(Point annotation dataset records)
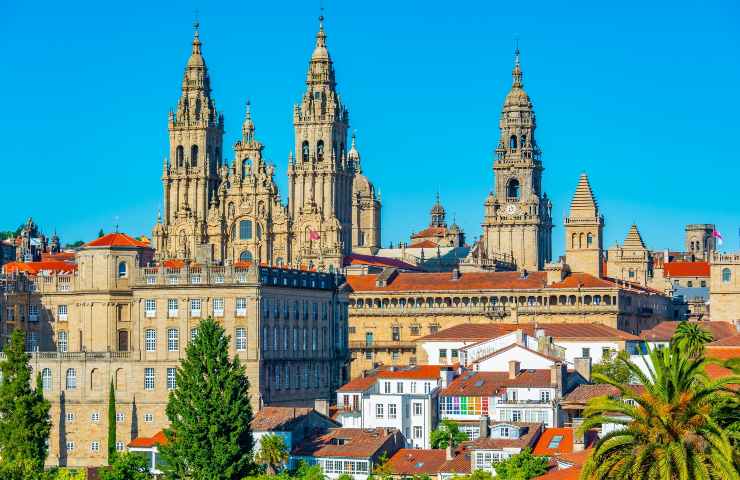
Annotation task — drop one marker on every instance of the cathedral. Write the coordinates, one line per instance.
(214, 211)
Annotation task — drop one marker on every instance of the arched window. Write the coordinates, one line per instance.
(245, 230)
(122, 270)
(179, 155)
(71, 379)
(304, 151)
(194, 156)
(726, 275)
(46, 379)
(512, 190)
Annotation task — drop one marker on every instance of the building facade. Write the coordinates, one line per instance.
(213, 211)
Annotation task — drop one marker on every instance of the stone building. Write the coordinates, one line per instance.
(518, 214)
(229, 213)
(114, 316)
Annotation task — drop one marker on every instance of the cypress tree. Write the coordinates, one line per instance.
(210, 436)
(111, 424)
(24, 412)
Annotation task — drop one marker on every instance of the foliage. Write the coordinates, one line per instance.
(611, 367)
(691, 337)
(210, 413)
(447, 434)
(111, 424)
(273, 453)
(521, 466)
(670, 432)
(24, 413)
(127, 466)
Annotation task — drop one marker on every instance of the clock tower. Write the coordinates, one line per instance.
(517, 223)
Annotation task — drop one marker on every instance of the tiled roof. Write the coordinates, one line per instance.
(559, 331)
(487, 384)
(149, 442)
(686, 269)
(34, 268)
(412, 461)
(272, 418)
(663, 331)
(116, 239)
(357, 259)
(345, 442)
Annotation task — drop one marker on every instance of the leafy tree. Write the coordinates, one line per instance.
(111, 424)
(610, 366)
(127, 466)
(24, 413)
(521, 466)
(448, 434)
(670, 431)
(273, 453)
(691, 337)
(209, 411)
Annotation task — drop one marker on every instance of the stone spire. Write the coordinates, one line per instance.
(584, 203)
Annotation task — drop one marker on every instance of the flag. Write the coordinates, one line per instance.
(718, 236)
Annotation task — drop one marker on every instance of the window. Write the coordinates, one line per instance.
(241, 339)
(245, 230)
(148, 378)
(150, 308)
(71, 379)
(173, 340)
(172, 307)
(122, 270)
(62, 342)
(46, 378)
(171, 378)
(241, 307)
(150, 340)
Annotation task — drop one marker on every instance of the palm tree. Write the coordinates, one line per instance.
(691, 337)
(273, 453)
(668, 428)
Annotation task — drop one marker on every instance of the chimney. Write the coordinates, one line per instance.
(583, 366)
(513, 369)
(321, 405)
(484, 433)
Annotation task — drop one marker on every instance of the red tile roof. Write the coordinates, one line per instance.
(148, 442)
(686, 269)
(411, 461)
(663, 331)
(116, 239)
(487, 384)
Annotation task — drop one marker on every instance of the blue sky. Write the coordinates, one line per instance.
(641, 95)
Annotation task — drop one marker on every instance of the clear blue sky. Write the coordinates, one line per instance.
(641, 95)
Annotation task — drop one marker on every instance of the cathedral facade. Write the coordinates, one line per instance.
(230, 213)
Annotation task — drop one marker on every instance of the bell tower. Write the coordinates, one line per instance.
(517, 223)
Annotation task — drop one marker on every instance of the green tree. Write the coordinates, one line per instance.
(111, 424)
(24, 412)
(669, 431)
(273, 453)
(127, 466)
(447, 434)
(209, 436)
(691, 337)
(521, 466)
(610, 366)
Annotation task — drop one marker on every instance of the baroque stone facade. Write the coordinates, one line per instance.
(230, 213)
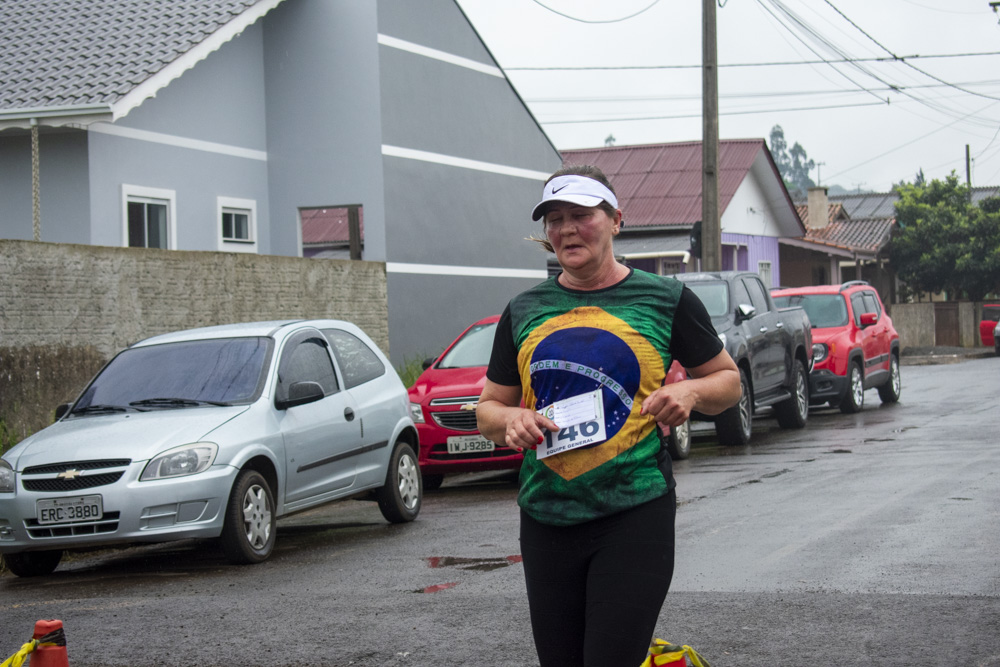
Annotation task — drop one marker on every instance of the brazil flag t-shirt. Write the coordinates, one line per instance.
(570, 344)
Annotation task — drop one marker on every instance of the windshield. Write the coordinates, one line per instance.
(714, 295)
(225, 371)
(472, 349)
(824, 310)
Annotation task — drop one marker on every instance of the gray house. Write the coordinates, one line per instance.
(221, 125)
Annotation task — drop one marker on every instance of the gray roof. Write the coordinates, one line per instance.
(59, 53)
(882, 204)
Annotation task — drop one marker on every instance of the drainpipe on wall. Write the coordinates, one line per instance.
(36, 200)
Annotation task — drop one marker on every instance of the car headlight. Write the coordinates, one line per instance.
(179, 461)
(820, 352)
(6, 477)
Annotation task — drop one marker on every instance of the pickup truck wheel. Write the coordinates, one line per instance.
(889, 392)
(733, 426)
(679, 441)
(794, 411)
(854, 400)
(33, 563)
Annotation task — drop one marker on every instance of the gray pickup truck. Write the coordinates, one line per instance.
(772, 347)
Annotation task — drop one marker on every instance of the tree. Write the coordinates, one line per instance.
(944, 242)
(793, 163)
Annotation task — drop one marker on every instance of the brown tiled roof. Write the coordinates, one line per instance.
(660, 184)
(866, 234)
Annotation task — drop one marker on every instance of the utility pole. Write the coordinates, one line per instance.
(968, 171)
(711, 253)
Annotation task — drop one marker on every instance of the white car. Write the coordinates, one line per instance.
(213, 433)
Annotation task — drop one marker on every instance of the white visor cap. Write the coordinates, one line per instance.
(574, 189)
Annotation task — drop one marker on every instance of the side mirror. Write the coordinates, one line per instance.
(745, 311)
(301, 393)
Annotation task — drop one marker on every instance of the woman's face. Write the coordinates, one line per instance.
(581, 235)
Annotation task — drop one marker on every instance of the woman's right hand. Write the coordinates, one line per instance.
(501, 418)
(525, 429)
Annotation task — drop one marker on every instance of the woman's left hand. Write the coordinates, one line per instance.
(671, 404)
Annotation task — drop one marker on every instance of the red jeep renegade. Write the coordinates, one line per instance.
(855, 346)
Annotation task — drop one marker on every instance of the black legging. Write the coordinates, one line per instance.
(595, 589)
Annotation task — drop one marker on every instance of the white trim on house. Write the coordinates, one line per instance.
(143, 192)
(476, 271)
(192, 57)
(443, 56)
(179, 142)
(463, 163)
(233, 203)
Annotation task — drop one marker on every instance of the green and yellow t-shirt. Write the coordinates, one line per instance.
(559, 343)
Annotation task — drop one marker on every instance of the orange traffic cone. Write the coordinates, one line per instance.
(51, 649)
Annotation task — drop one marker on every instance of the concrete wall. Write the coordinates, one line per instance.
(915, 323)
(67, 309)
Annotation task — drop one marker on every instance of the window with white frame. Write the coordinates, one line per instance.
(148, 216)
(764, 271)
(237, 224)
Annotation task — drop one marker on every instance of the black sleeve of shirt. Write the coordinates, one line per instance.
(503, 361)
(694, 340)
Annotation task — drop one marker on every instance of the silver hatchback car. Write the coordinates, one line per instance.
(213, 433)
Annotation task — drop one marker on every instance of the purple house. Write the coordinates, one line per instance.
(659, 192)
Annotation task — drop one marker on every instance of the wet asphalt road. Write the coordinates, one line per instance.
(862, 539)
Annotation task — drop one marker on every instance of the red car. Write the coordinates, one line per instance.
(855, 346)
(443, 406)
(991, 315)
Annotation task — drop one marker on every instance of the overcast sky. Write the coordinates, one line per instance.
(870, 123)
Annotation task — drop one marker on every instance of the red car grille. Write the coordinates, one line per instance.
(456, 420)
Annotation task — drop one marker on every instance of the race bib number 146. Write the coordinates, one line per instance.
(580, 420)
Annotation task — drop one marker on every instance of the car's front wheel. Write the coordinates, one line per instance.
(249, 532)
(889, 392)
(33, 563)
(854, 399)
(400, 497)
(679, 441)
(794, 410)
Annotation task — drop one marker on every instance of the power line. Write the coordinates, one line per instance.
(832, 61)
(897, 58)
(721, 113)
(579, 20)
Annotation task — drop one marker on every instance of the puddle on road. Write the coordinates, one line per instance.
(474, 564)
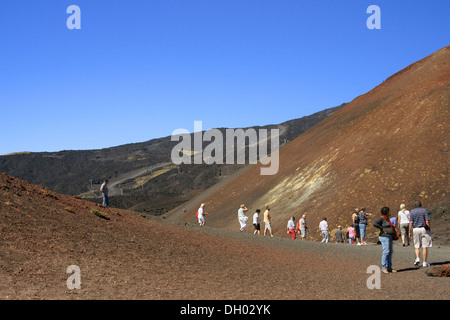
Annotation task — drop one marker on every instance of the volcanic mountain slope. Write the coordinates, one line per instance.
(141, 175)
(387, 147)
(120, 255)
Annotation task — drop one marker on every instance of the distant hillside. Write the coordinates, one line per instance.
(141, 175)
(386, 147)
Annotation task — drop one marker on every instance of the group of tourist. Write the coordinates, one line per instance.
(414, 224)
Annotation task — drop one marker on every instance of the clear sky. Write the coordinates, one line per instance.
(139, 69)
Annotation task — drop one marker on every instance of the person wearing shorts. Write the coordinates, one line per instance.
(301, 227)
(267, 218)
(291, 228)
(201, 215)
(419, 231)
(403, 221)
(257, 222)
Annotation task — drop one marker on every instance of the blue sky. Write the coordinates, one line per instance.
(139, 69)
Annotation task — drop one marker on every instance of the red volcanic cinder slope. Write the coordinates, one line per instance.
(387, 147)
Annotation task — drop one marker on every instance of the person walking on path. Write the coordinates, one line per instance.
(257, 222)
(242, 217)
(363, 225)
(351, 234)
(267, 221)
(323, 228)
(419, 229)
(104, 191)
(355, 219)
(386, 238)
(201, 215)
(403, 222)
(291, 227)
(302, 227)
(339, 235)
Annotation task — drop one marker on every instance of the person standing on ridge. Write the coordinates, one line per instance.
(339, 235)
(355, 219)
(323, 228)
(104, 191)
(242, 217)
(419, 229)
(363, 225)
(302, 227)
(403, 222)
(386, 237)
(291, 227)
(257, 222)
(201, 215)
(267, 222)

● GIVEN TASK
Only the lines from the one containing "path. Write the coordinates, one line per instance." to the end of the data should be printed, exactly as they stand.

● EXPECTED OUTPUT
Annotation task — drop one marker on every instance of the person walking on path. Write the coordinates, one line per instance.
(257, 222)
(242, 217)
(363, 225)
(351, 234)
(267, 221)
(323, 228)
(419, 229)
(104, 191)
(355, 219)
(386, 238)
(201, 215)
(403, 222)
(291, 227)
(302, 227)
(339, 235)
Annotation task — drop one marker on every instance of the person standing on ridge. Write the coordinates, one line per instance.
(339, 235)
(355, 219)
(323, 228)
(104, 191)
(242, 217)
(419, 229)
(363, 225)
(302, 227)
(403, 222)
(386, 237)
(291, 227)
(257, 222)
(201, 215)
(267, 222)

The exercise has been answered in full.